* **TEXT FOR ANALYSIS**
■ ■ ■ ■ ■ ■ ■
The Subversion of Images by Paul Nougé
For many people, perceptions of Surrealism are generally confined to looking at the Dali paintings at MoMA, exclaiming “well isn’t that funny!”, and then moving on to the more serious abstract art in the next gallery. And yet, it is arguable that no artistic movement of the twentieth century was as rich in as many different media as Surrealism. Think of the literary work of Andre Breton, Paul Eluard, and Philippe Soupault; the films of Luis Bunuel and Germaine Dulac; the photography of Man Ray and Claude Cahun. The Surrealist rabbit hole opens into an almost infinite amount of unexplored terrain.
■ ■ ■ ■ ■ ■ ■
[Image-grounded pointing data]
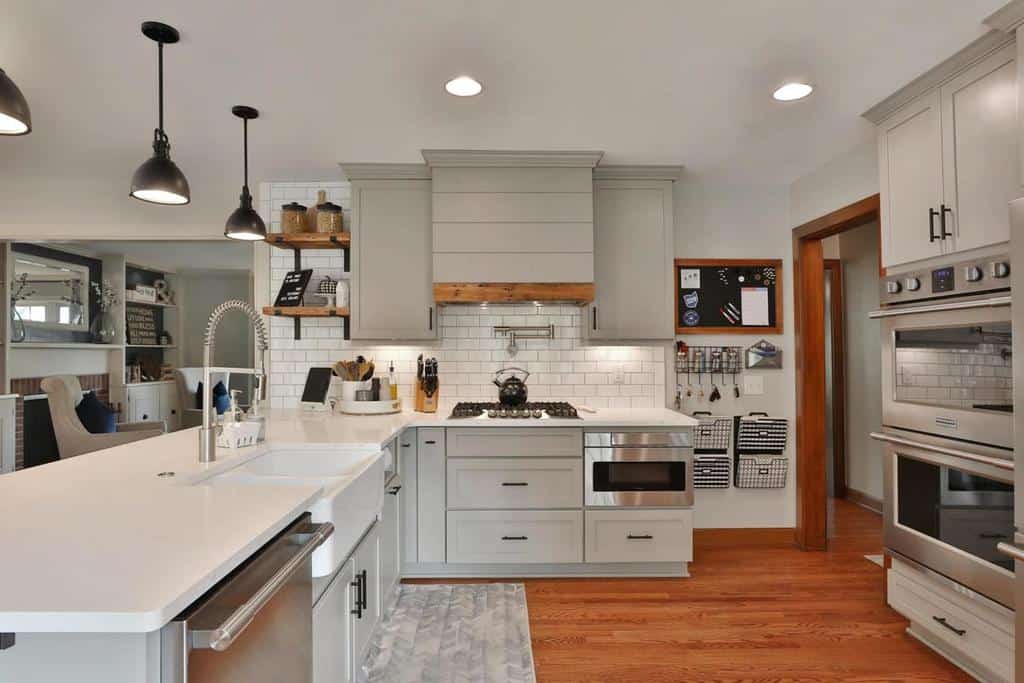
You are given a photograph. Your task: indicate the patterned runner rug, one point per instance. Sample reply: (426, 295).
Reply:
(464, 633)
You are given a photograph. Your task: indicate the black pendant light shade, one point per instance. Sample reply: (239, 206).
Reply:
(245, 223)
(160, 180)
(14, 116)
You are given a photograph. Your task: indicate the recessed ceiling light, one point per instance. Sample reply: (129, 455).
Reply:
(464, 86)
(792, 91)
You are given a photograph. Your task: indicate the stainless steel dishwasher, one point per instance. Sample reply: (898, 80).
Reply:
(256, 625)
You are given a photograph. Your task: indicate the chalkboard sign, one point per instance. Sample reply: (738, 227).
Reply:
(143, 324)
(293, 287)
(730, 296)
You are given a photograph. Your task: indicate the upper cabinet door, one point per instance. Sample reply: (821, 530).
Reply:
(979, 151)
(910, 171)
(633, 253)
(392, 288)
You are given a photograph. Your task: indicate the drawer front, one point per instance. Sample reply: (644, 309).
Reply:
(511, 483)
(639, 536)
(514, 442)
(952, 625)
(518, 537)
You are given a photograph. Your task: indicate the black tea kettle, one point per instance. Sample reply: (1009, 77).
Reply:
(511, 389)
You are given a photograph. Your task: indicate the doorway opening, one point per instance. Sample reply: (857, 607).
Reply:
(833, 370)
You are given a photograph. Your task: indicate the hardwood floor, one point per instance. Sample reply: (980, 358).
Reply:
(764, 612)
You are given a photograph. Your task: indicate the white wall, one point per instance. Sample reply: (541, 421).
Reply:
(840, 182)
(863, 358)
(718, 219)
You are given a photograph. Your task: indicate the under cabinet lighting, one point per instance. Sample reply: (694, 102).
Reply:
(464, 86)
(792, 91)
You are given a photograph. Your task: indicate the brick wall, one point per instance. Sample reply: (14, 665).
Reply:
(468, 351)
(31, 386)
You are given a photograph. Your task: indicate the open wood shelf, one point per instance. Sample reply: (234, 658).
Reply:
(310, 240)
(305, 311)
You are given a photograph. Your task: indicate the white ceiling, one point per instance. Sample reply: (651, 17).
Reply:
(649, 81)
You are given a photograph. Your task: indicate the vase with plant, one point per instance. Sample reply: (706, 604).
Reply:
(103, 328)
(19, 291)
■ ■ ■ ■ ■ ■ ■
* **WORK REQUEST 1**
Transcribe the portion of the Surrealism passage that opens with the words containing "The Subversion of" and closes with "of unexplored terrain.".
* **WORK REQUEST 2**
Pick up the Surrealism passage after its final sentence and carry it forward.
Nothing in the listing is needed here.

* **EXERCISE ANSWER 1**
The Subversion of Images by Paul Nougé
For many people, perceptions of Surrealism are generally confined to looking at the Dali paintings at MoMA, exclaiming “well isn’t that funny!”, and then moving on to the more serious abstract art in the next gallery. And yet, it is arguable that no artistic movement of the twentieth century was as rich in as many different media as Surrealism. Think of the literary work of Andre Breton, Paul Eluard, and Philippe Soupault; the films of Luis Bunuel and Germaine Dulac; the photography of Man Ray and Claude Cahun. The Surrealist rabbit hole opens into an almost infinite amount of unexplored terrain.

* **EXERCISE ANSWER 2**
And so it is truly exciting to welcome the first English-language translation of The Subversion of Images by Paul Nougé–a key Surrealist document that has been unthinkably left untranslated until now. The Subversion of Images was the subject of a massive retrospective at the Centre Pompidou in 2009 but has still remained virtually unknown in the United States. It is many things: an astonishing small collection of beautiful photographs; a deeply poetic guide to the creation of Surrealist works of art; a celebration of the derangement of the senses; and a revolutionary call against the ordinary.
“It is a matter of giving people and objects a use and function different from their usual ones.” Let your mind wash through these different functions and purposes while drifting through this remarkable little book.